Top of Data in this exercise
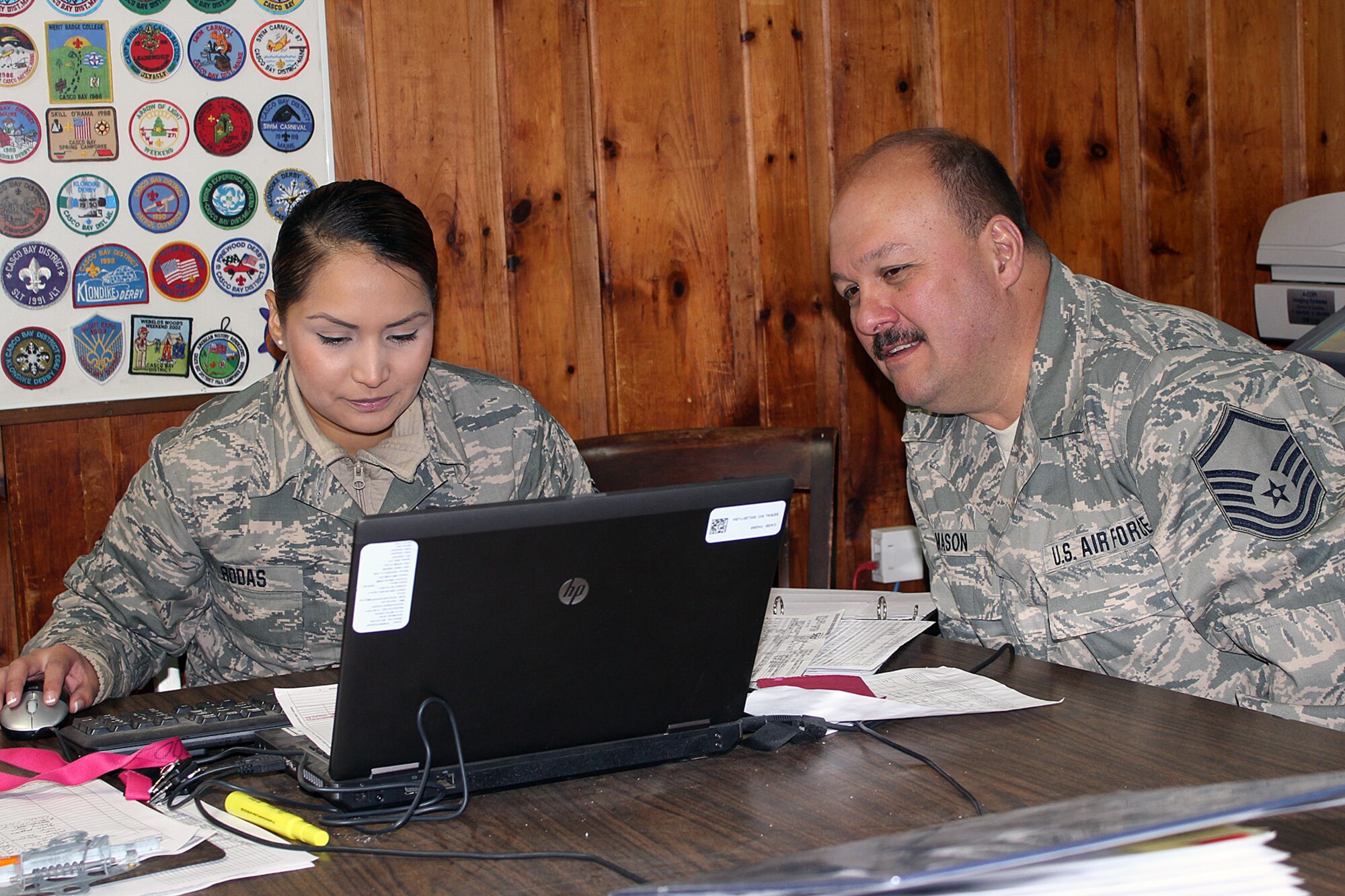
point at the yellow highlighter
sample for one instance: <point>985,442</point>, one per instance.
<point>275,819</point>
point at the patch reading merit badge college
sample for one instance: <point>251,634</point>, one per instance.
<point>217,52</point>
<point>87,204</point>
<point>159,202</point>
<point>159,130</point>
<point>79,69</point>
<point>99,348</point>
<point>286,123</point>
<point>33,358</point>
<point>280,50</point>
<point>220,358</point>
<point>180,272</point>
<point>83,135</point>
<point>18,56</point>
<point>223,127</point>
<point>111,275</point>
<point>159,346</point>
<point>228,200</point>
<point>151,52</point>
<point>36,275</point>
<point>20,132</point>
<point>240,267</point>
<point>24,208</point>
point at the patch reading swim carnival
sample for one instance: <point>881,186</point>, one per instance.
<point>1260,475</point>
<point>1097,542</point>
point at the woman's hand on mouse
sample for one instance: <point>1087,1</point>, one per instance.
<point>59,667</point>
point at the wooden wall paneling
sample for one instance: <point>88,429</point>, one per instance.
<point>1066,76</point>
<point>662,217</point>
<point>1175,151</point>
<point>1247,151</point>
<point>1324,96</point>
<point>547,120</point>
<point>880,65</point>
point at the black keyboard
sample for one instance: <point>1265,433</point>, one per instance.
<point>205,725</point>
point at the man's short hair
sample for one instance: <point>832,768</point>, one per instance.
<point>976,182</point>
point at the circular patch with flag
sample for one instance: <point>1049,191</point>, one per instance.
<point>1260,475</point>
<point>240,267</point>
<point>33,358</point>
<point>180,272</point>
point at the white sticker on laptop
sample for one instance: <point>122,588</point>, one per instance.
<point>384,587</point>
<point>746,521</point>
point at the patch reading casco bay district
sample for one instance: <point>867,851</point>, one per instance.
<point>33,358</point>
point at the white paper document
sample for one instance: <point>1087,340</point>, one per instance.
<point>906,693</point>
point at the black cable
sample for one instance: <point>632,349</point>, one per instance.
<point>996,655</point>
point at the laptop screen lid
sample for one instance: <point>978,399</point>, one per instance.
<point>558,623</point>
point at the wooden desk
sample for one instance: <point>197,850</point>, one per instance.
<point>709,814</point>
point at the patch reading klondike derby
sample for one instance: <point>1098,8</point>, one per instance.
<point>180,272</point>
<point>286,189</point>
<point>36,275</point>
<point>100,346</point>
<point>240,267</point>
<point>217,52</point>
<point>33,358</point>
<point>223,127</point>
<point>24,208</point>
<point>159,130</point>
<point>18,56</point>
<point>280,50</point>
<point>159,346</point>
<point>79,69</point>
<point>87,204</point>
<point>220,358</point>
<point>20,132</point>
<point>228,200</point>
<point>286,123</point>
<point>159,202</point>
<point>151,52</point>
<point>111,275</point>
<point>83,135</point>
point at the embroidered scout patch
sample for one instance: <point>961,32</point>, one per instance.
<point>151,52</point>
<point>87,204</point>
<point>20,132</point>
<point>217,52</point>
<point>286,123</point>
<point>79,69</point>
<point>36,275</point>
<point>228,200</point>
<point>83,135</point>
<point>220,358</point>
<point>159,346</point>
<point>159,130</point>
<point>111,275</point>
<point>159,202</point>
<point>1260,477</point>
<point>24,208</point>
<point>280,50</point>
<point>240,267</point>
<point>180,272</point>
<point>100,346</point>
<point>33,358</point>
<point>18,56</point>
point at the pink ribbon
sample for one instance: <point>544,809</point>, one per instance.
<point>52,767</point>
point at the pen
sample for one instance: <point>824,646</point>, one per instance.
<point>278,821</point>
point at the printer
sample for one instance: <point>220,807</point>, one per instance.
<point>1304,244</point>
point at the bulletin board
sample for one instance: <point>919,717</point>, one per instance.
<point>149,153</point>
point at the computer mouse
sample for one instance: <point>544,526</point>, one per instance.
<point>32,717</point>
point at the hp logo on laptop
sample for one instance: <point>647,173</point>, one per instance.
<point>574,591</point>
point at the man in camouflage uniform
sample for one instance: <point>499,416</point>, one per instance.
<point>233,542</point>
<point>1105,482</point>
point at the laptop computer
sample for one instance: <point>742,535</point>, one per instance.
<point>570,635</point>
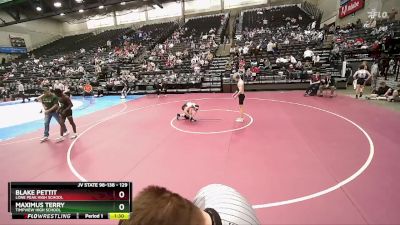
Bottom of Data in this exercise
# [What you need to do]
Everything in the material above from the line that has "point at the patch reading casco bay district" through the line that has "point at the embroidered scout patch" must be duplicated exactly, with no other lines given.

# [Your solution]
point at the patch reading casco bay district
sample for one instance: <point>867,851</point>, one per instance.
<point>33,358</point>
point at the white paper document
sample for one instance: <point>1087,340</point>, one per instance.
<point>906,693</point>
point at the black cable
sample for one instance: <point>632,349</point>, one per instance.
<point>996,655</point>
point at the laptop screen lid
sample for one instance: <point>978,399</point>, one per instance.
<point>558,623</point>
point at the wooden desk
sample for one instance: <point>197,850</point>, one per instance.
<point>709,814</point>
point at the patch reading klondike derby
sample for one instance: <point>1098,8</point>, one per instance.
<point>180,272</point>
<point>286,189</point>
<point>36,275</point>
<point>100,346</point>
<point>240,267</point>
<point>217,52</point>
<point>33,358</point>
<point>223,127</point>
<point>24,208</point>
<point>159,130</point>
<point>18,56</point>
<point>280,50</point>
<point>159,346</point>
<point>79,69</point>
<point>87,204</point>
<point>220,358</point>
<point>20,132</point>
<point>228,200</point>
<point>286,123</point>
<point>159,202</point>
<point>151,52</point>
<point>111,275</point>
<point>83,135</point>
point at the embroidered scout patch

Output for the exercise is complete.